▶ **CHALLENGES**:
A) In the passage on Trump administration appointments, why did Abrams's recommended candidate get turned down even though officials at State or Defense called her great? Answer in one to three sentences.
B) Can you extend the passage on Trump administration appointments past its final sentence?

▶ **GIVEN PASSAGE**:
---

Republican think tanks and donors succeeded in installing preferred nominees. The earliest wave arrived from the Heritage Foundation; subsequent ones came from Charles and David Koch’s network of conservative advocacy groups and from the American Enterprise Institute. But the White House maintained a virtual blockade against Republicans who had signed letters opposing Trump’s candidacy. “I’ve been asked, ‘Can you recommend somebody for this or that position?’ ” Elliott Abrams, a foreign-affairs official under Ronald Reagan and George W. Bush, told me. “I’ve come up with the perfect person, and the people I’m talking to at State or Defense say, ‘Oh, my God, she’s great. But she didn’t sign one of the letters, did she?’ ‘Yeah, she did.’ ‘O.K., we’re done here.’ ”
The White House brought in an array of outsiders, who, at times, ran into trouble. As an assistant to the Secretary of Energy, the Administration installed Sid Bowdidge, whose recent employment had included managing a Meineke Car Care branch in Seabrook, New Hampshire. Bowdidge departed after it emerged that he had called Muslims “maggots.” In December, Matthew Spencer Petersen, a nominee to the federal bench, became a brief online sensation when Senator John Kennedy, a Republican from Louisiana, asked him a series of basic law-school questions, which revealed that Petersen had never argued a motion, tried a case, or taken a deposition by himself. Embarrassing details came out about other judicial nominees: Brett Talley, who had never tried a case in federal court, wandered cemeteries hunting for ghosts; Jeff Mateer had called transgender children part of “Satan’s plan.” All three nominations were withdrawn.

---

▶ **STORED DATA**:
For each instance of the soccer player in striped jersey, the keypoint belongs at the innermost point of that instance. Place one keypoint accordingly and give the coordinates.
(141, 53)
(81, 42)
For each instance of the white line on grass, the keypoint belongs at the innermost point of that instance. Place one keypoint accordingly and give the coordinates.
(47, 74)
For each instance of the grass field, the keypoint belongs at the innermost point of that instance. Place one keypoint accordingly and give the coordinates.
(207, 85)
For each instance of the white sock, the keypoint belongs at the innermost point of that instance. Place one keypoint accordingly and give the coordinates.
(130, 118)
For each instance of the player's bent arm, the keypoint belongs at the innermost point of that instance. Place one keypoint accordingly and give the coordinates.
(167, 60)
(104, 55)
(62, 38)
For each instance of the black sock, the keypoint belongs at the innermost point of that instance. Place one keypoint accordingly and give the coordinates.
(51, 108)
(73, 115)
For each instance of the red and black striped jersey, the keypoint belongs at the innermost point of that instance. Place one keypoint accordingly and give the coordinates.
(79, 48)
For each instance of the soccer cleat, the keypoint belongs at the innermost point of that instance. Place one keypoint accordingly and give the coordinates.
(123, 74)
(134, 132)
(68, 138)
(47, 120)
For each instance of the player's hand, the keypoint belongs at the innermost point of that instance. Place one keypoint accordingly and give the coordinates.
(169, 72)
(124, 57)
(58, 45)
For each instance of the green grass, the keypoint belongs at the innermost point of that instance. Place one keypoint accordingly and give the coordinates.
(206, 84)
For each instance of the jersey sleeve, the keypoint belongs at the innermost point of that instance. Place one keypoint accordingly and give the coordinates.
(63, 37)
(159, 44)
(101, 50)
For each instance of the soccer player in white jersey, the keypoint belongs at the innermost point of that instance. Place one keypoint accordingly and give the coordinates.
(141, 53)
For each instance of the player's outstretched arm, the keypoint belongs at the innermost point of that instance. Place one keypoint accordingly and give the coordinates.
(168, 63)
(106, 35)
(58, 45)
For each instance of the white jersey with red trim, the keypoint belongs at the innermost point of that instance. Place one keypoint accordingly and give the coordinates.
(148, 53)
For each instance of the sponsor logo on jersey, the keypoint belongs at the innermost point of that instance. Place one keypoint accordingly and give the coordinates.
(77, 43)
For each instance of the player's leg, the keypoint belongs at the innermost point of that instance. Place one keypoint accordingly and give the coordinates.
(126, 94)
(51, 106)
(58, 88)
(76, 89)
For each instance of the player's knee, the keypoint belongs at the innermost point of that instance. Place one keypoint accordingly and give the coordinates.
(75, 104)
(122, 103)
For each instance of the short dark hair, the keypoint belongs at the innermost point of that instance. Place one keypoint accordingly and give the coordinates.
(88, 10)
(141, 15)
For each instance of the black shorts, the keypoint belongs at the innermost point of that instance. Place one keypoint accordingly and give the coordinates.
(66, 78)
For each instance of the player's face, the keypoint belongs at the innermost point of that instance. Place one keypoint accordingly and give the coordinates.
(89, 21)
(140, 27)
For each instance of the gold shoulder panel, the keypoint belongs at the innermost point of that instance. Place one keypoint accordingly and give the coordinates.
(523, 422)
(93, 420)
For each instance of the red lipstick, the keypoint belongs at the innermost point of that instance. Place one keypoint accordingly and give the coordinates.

---

▶ **IN RESPONSE**:
A) She had signed one of the letters opposing Trump's candidacy. The White House kept a virtual blockade against Republicans who signed those letters.

B)
Despite the attention that these cases attracted, the vast majority of appointees, other than those who are named in Senate hearings or serve in the President’s executive office, are not reported to the public. “The idea that the American people do not know the names of those running the government is nutty,” Stier, of the Partnership for Public Service, said. “Many appointees get parachuted in below the radar, and no one knows they’re there until they hit a trip wire.”
Some of those who have hit the trip wire are recent college graduates, installed in jobs usually reserved for officials with decades of experience. Taylor Weyeneth, a twenty-three-year-old whose only previous employment was with the Trump campaign, became one of the White House’s top-ranking officials addressing the opioid epidemic. He served as deputy chief of staff in the Office of National Drug Control Policy until January, when the Washington Postdiscovered that his résumé listed a job at a law firm from which he had been discharged for not showing up and a master’s degree he did not possess. The Post also noted that the White House Office of Presidential Personnel, which hired Weyeneth for the job, was itself a youthful operation: a “social hub” where young Trump aides “hang out on couches and smoke electronic cigarettes.” At a happy-hour party in January, the office celebrated one aide’s thirtieth birthday with a drinking game that involved “hiding a bottle of Smirnoff Ice, a flavored malt liquor, and demanding that the person who discovers it, in this case the deputy director, guzzle it.” When I asked the senior Administration official about the story, he said, “That was pretty common knowledge. That was their style.”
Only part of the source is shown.